### WHAT IS BEING ASKED:
All entries must be transcribed exactly, down to the last character.
─── MATERIAL SUPPLIED ───
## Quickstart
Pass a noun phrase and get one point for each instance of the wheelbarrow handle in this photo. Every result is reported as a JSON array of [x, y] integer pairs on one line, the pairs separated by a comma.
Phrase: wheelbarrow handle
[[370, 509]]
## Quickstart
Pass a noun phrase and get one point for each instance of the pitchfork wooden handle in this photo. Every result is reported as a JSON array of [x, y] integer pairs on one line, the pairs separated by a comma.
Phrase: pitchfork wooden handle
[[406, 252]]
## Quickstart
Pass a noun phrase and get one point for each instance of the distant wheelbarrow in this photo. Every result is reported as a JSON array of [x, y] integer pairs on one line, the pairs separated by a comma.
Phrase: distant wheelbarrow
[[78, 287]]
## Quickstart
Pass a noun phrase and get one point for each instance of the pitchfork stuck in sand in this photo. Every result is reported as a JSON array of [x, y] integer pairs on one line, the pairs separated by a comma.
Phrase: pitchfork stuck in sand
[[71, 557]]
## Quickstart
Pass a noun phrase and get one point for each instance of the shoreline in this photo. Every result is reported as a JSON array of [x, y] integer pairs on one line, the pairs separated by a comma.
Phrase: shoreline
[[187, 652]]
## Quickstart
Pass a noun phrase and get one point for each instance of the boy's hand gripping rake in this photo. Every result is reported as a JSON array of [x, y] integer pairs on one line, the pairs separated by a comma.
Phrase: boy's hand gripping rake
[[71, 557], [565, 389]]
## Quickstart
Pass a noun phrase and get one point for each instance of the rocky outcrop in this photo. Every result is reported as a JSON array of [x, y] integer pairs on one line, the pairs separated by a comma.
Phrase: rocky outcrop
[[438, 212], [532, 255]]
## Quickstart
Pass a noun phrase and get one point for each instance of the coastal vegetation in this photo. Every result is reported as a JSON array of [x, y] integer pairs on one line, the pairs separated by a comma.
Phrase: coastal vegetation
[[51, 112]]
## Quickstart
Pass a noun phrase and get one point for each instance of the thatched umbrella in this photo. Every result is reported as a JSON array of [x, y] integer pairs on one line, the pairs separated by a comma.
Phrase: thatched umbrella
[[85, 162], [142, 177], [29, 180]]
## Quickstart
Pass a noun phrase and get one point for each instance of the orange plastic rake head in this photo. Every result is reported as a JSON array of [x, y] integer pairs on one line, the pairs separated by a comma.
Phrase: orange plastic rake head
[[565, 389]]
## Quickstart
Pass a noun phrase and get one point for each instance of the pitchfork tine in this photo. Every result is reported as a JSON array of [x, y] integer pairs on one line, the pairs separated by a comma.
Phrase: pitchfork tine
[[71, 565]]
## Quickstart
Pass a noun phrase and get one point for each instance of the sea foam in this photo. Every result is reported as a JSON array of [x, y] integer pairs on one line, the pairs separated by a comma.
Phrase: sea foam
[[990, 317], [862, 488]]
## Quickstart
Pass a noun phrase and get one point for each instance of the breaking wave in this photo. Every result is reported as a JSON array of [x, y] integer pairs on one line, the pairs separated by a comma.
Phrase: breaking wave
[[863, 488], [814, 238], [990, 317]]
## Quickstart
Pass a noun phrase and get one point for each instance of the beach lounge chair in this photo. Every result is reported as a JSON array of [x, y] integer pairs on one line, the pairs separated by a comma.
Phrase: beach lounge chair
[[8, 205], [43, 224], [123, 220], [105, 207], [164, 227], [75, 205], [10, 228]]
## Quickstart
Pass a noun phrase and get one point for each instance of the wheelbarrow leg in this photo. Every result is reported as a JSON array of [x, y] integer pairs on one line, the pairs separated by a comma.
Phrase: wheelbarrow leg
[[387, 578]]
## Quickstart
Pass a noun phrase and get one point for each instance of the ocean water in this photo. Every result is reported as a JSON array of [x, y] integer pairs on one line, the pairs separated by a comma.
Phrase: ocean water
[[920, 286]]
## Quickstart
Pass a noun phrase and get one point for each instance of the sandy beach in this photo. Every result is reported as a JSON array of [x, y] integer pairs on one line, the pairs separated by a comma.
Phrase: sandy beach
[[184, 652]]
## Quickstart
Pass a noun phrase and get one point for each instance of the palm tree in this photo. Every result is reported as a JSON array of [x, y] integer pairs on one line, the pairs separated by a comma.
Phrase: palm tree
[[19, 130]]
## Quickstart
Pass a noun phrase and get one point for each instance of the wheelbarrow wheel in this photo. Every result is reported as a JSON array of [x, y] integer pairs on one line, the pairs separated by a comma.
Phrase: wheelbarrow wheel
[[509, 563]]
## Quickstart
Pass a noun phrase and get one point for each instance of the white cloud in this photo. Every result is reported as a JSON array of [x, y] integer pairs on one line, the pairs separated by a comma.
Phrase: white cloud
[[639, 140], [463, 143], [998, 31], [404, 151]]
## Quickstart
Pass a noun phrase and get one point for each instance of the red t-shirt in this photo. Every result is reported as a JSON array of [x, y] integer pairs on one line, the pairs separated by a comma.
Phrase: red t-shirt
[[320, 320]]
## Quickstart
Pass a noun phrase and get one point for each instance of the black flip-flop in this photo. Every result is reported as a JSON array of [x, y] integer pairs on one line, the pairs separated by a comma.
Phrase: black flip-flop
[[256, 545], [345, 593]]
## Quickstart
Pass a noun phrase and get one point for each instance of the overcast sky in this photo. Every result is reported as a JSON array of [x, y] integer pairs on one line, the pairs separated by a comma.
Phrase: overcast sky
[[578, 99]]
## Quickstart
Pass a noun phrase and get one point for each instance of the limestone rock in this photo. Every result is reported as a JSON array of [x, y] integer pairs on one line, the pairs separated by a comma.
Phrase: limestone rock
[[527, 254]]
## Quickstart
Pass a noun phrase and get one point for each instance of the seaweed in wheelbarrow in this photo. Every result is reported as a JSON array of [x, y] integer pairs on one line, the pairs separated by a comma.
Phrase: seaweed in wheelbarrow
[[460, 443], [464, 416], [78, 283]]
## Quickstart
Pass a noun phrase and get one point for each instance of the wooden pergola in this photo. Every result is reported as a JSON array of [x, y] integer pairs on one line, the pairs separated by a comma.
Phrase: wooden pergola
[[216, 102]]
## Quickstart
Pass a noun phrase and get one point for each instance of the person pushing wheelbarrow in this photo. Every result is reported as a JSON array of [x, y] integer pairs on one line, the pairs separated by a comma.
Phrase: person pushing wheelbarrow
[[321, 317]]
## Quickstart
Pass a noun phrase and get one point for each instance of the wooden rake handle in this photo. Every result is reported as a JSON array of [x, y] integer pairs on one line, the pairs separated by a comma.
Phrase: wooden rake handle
───
### EXERCISE OUTPUT:
## Quickstart
Pass a noun phrase and get one point for each instance of the wheelbarrow handle in this photo. Every result is reported as a JSON array of [x, y] integer pairs on one line, the pairs separated by a comma.
Phrase: wheelbarrow handle
[[370, 509]]
## Quickstart
Pass a noun phrase and get one point for each instance of the pitchfork wooden handle in this photo. Every result is reported as a JSON array of [x, y] integer pairs on one line, the pairs separated by a comma.
Phrase: pitchfork wooden handle
[[406, 252]]
## Quickstart
Pass a noun phrase and get one point for each instance of the distant wheelbarrow in this photo. Every result is reported as a JSON array of [x, y] integer pairs on one line, the pairs separated by a comma.
Phrase: distant wheelbarrow
[[78, 287]]
## Quickstart
Pass a noun phrase and get one point for each instance of the pitchfork stuck in sand in this photo. Every result is reported as a JSON array of [x, y] integer pairs on one line, the pairs separated by a comma.
Phrase: pitchfork stuck in sand
[[71, 557]]
## Quickstart
Pass a noun phrase and get one point for each instance of the shoreline in this photo. Every result is reported as a JSON array of [x, y] integer pairs on one line, the pairs separated by a comma.
Phrase: shoreline
[[187, 652]]
## Quickstart
Pass a noun phrase and get one point for each instance of the boy's hand gripping rake in this photo. Every result is reported as a JSON array of [x, y] integer pairs on one line, the pairs separated by a comma.
Phrase: boy's hand gripping rake
[[71, 557], [565, 389]]
## Quickstart
Pass a noun phrase and get one point for each instance of the rocky outcrop in this photo. Every result is reported as a JSON array of [x, y] integer pairs on one line, the pairs separated by a comma.
Phrase: rocky outcrop
[[438, 212], [532, 255]]
## Quickstart
Pass a noun phrase and get one point for each instance of the coastal vegetation in this photo. Every result is reported as a JSON array of [x, y] integer pairs on one line, the pairs separated by a comma.
Phrase: coastal vegetation
[[51, 112]]
## Quickstart
Pass a noun phrase and get one point for each instance of the thatched umbrella in this photo. Every result is reported as a JSON array of [x, y] integer pairs on one line, the pairs separated by a comma.
Phrase: thatched umbrella
[[85, 162], [142, 177], [29, 180]]
## Quickstart
Pass a noun phrase and get one point for each instance of the orange plastic rake head in this photo. Every result is reported as a JSON array of [x, y] integer pairs on one line, the pairs separated by a comma.
Phrase: orange plastic rake head
[[565, 389]]
## Quickstart
Pass a noun phrase and get one point for each instance of the pitchfork tine in this photo. Every result is reported as a JSON array of [x, y] integer pairs on one line, the pairs separated by a comma.
Phrase: pitchfork tine
[[71, 565]]
## Quickstart
Pass a noun phrase and get one point for each instance of the sea foam in this photo. Every result is reported as a JSON array of [x, y] integer pairs on one line, the pairs separated by a comma.
Phrase: sea foam
[[990, 317], [862, 488]]
## Quickstart
Pass a noun phrase and get one point for each instance of the breaking wave in this photo. Every result is reported as a JSON array of [x, y] integer pairs on one line, the pairs separated by a comma.
Phrase: breaking wave
[[863, 488], [814, 238], [990, 317]]
## Quickstart
Pass a noun phrase and get one point for each instance of the beach lounge chair in this photo. Every result is reported as a JSON array of [x, y] integer pairs on one line, the pairs separated by a comma.
Phrase: beach lounge chair
[[8, 205], [43, 224], [123, 220], [105, 207], [164, 227], [75, 205], [10, 228]]
## Quickstart
Pass a noun phrase and get one point for each instance of the wheelbarrow leg in this photo. Every result is reported as a JSON array of [x, y] integer pairs on one line, the pairs separated by a comma.
Phrase: wheelbarrow leg
[[387, 578]]
## Quickstart
Pass a noun phrase and get one point for each instance of the ocean water in this photo. Every result is reported as a JSON array of [x, y] integer pairs on one line, the pairs separated by a comma.
Phrase: ocean water
[[920, 286]]
## Quickstart
Pass a noun phrase and get one point for each instance of the sandy beach in this photo. Every result is reported as a JSON array of [x, y] integer pairs on one line, the pairs separated by a comma.
Phrase: sandy beach
[[184, 652]]
## Quickstart
Pass a noun phrase and get one point for each instance of the palm tree in this photo. Every result is reported as a JSON array of [x, y] integer pairs on one line, the pairs separated by a comma.
Phrase: palm tree
[[19, 130]]
## Quickstart
Pass a noun phrase and get one point for each instance of the wheelbarrow wheel in this photo. Every result is reported as a JSON array of [x, y] integer pairs on one line, the pairs separated by a comma.
Phrase: wheelbarrow wheel
[[509, 563]]
## Quickstart
Pass a noun phrase and get one point for each instance of the white cloud in this photo. Every result is reported as a JSON array of [x, y] integer pairs on one line, the pairs separated by a comma.
Phrase: white cloud
[[639, 140], [463, 143], [998, 31], [404, 151]]
## Quickstart
Pass a noun phrase and get one point for each instance of the red t-shirt in this photo. Every result is reported as a JSON array of [x, y] integer pairs on one line, the pairs separated by a comma.
Phrase: red t-shirt
[[320, 320]]
## Quickstart
Pass a noun phrase and get one point for each instance of the black flip-flop in this photo. Every result is reported as a JSON array of [x, y] integer pairs on one line, the pairs separated by a comma.
Phrase: black flip-flop
[[256, 545], [345, 593]]
## Quickstart
Pass a noun phrase and get one point for each instance of the overcast sky in this photo. Every result is reported as a JSON array of [x, y] integer pairs on one line, the pairs separated by a comma.
Phrase: overcast sky
[[578, 99]]
## Quickstart
Pass a noun phrase and get one point for each instance of the limestone rock in this photo. Every result is reported as a JSON array of [x, y] integer pairs on one line, the pairs separated by a comma.
Phrase: limestone rock
[[527, 254]]
## Quickstart
Pass a noun phrase and get one point for each instance of the seaweed in wheelbarrow in this photo. Every result is reported as a JSON array of [x, y] integer pairs on one line, the pairs separated by a comma.
Phrase: seaweed in wheelbarrow
[[460, 443], [464, 416], [78, 283]]
## Quickstart
Pass a noun phrase and get one point for each instance of the wooden pergola in this photo. Every result is reported as a JSON array of [x, y] integer pairs on one line, the pairs separated by a comma.
Phrase: wooden pergola
[[216, 102]]
## Quickstart
Pass a noun phrase and get one point for each instance of the person pushing wheelbarrow in this photo. Every result is reported as a JSON array of [x, y] integer pairs on one line, the pairs separated by a comma.
Phrase: person pushing wheelbarrow
[[321, 317]]
## Quickstart
Pass a noun phrase and get one point for each instance of the wooden rake handle in this photo. Every result is reported as a JSON array of [x, y] integer pairs on one line, the pairs separated by a comma.
Phrase: wooden rake handle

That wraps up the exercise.